## SOURCE RECORDS
·····

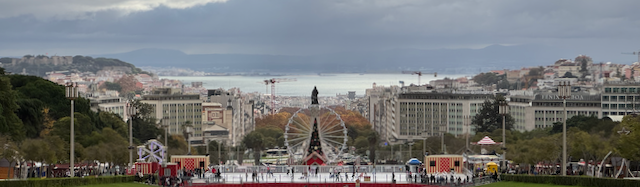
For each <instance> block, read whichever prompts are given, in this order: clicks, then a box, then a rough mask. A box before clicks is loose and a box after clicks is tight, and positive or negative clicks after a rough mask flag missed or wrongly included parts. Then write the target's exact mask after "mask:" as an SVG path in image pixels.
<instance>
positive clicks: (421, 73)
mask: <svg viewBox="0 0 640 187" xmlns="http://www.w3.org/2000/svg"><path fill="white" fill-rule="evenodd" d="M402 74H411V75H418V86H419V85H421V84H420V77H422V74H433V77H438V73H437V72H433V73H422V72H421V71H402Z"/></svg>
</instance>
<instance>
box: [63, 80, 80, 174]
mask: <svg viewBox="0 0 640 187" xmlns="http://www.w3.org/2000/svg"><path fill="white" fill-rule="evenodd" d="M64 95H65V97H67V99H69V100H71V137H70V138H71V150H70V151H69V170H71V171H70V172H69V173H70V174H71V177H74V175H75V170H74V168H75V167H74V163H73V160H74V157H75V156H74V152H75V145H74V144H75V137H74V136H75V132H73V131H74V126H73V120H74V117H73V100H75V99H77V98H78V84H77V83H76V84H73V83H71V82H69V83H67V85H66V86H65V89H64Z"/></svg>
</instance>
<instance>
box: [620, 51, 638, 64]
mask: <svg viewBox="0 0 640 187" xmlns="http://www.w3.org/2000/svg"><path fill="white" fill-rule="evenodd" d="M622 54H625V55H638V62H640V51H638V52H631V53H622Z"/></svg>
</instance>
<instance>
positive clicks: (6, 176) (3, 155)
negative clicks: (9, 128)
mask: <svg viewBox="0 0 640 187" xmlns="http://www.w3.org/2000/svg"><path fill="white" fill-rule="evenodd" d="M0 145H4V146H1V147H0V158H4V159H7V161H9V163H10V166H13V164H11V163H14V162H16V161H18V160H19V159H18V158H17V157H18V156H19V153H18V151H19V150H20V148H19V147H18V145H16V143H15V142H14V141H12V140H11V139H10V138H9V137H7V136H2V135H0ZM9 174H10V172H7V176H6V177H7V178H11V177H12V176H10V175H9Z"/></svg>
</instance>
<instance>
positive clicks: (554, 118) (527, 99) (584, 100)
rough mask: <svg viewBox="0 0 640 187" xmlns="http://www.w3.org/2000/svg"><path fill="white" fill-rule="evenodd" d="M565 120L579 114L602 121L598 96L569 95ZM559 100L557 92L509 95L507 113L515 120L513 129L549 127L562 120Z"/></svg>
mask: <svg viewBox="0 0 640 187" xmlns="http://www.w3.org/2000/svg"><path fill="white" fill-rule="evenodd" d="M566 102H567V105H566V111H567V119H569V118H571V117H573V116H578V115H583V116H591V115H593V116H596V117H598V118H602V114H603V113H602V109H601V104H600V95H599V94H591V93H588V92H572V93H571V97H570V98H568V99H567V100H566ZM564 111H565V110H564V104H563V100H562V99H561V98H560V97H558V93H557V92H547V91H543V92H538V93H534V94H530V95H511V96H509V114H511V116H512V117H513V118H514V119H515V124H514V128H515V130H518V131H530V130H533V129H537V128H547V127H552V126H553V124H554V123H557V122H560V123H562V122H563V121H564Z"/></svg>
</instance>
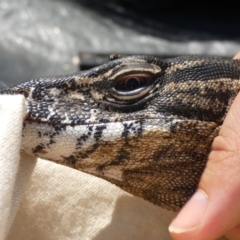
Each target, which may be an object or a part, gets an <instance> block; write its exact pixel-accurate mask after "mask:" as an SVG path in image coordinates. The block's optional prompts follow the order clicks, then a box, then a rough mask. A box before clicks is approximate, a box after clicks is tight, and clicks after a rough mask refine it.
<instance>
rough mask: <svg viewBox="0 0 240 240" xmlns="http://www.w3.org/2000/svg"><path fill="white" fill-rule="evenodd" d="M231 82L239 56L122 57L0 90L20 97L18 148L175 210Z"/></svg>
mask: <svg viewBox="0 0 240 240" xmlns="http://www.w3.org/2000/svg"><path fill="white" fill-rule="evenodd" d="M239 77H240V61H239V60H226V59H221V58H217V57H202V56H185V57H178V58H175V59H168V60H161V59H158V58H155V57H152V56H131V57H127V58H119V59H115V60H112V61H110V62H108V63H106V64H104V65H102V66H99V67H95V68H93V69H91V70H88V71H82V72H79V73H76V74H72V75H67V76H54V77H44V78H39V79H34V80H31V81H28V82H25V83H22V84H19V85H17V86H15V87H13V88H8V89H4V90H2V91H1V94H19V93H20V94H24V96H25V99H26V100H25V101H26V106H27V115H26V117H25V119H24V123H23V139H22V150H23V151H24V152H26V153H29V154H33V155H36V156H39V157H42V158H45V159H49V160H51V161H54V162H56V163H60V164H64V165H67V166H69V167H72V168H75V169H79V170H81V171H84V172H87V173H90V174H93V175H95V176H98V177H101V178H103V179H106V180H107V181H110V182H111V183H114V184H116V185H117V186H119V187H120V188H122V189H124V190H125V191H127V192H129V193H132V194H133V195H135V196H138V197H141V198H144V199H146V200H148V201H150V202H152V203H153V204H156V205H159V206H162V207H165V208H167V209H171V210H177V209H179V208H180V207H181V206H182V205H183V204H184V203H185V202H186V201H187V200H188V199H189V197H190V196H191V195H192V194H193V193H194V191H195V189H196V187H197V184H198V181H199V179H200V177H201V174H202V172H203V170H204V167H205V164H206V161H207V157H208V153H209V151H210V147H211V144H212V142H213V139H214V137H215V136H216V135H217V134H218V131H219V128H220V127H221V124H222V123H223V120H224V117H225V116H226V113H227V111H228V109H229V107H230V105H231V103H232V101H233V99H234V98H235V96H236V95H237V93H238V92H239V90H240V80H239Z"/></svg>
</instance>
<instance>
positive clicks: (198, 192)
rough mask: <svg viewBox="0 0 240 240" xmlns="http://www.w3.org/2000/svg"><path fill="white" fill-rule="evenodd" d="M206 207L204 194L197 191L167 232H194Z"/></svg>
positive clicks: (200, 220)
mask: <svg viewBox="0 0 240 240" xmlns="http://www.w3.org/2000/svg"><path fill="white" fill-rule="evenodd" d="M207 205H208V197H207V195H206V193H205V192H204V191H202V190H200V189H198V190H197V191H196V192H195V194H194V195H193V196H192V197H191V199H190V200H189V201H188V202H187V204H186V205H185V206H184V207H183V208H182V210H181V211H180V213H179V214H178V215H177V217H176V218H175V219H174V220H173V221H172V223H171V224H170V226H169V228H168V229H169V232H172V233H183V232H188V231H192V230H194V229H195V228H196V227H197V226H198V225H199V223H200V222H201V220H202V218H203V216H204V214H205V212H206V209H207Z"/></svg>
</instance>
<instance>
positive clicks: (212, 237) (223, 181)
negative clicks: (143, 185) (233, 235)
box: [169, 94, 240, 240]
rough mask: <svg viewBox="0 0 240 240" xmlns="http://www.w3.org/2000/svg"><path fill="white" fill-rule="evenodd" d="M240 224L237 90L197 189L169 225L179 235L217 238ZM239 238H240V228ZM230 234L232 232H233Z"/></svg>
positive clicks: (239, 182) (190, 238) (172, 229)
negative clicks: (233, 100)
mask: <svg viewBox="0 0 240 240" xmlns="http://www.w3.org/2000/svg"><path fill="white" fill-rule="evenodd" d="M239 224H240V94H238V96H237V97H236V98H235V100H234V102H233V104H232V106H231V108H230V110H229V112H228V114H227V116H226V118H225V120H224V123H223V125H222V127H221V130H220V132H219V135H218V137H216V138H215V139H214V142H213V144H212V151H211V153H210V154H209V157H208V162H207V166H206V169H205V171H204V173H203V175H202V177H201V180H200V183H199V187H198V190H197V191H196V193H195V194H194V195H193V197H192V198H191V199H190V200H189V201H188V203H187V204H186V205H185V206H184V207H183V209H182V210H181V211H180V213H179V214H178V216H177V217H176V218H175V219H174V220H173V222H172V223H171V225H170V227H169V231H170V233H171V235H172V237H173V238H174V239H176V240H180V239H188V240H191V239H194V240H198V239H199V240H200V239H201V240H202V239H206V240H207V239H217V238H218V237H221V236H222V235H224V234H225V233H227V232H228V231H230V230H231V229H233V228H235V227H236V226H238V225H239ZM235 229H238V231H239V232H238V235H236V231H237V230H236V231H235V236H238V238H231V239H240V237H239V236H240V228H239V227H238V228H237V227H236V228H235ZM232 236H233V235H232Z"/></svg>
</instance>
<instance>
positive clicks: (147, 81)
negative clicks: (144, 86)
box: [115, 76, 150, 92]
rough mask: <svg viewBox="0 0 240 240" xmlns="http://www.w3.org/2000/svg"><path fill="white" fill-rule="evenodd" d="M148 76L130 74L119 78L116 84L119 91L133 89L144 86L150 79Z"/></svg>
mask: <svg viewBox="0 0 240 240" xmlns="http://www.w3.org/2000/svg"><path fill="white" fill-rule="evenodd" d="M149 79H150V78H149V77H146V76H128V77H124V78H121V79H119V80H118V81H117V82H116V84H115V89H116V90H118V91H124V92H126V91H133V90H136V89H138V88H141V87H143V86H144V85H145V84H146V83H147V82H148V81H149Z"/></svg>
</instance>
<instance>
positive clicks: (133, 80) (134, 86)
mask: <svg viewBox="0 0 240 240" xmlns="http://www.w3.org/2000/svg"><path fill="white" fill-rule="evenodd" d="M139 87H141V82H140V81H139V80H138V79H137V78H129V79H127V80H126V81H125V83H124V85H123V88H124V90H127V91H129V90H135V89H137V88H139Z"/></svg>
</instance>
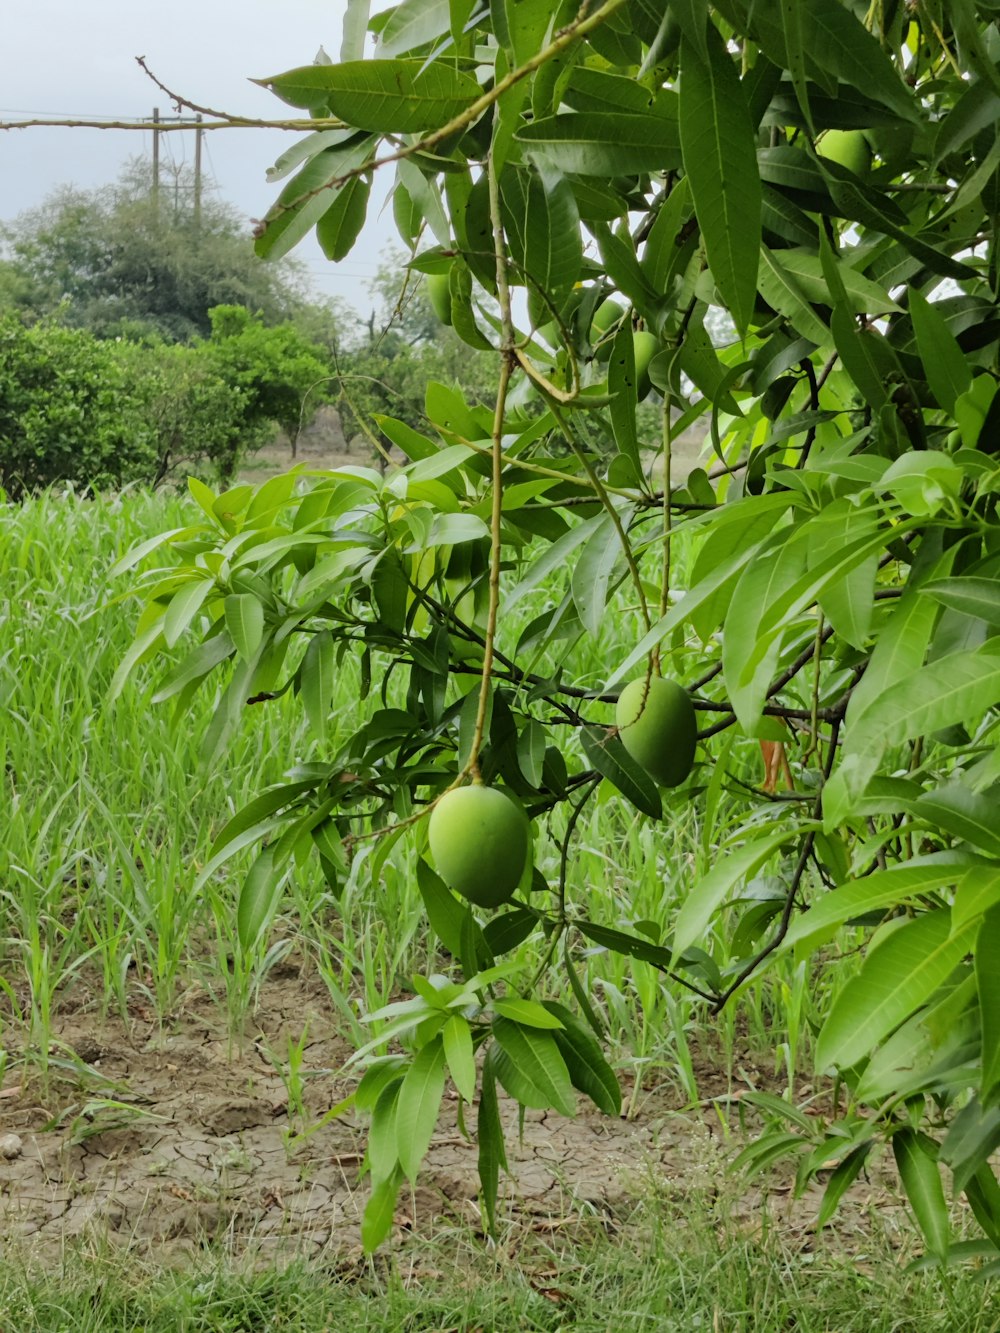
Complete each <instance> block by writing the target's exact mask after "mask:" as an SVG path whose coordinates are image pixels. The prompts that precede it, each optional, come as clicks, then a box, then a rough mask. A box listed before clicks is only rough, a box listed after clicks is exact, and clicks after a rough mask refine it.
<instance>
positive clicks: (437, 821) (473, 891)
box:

·····

## WHAT YOU ARE ASKED TO DO
Could you copy each line of the material that holds "order"?

## RESPONSE TO THE TASK
For each <instance> block, read whichever prompts are given, in this order: clicks, then a box, then a rough mask. A box before clicks is loose and a box after clicks is tight, and positive or negative clicks after a rough mask flag missed or wrongly included parts. Then write the target's exact mask after "mask:" as an SVG path in image pixels.
Each target, which may be an object or a part, gets an <instance> block; write its exact pixel-accurate mask after "mask:" as an SVG path in image coordinates. The block's optional prompts follow the order clicks, then a box, then a rough mask. A box before clicks is approximate, a box after clicks is tight, and clicks after a rough mask refine it.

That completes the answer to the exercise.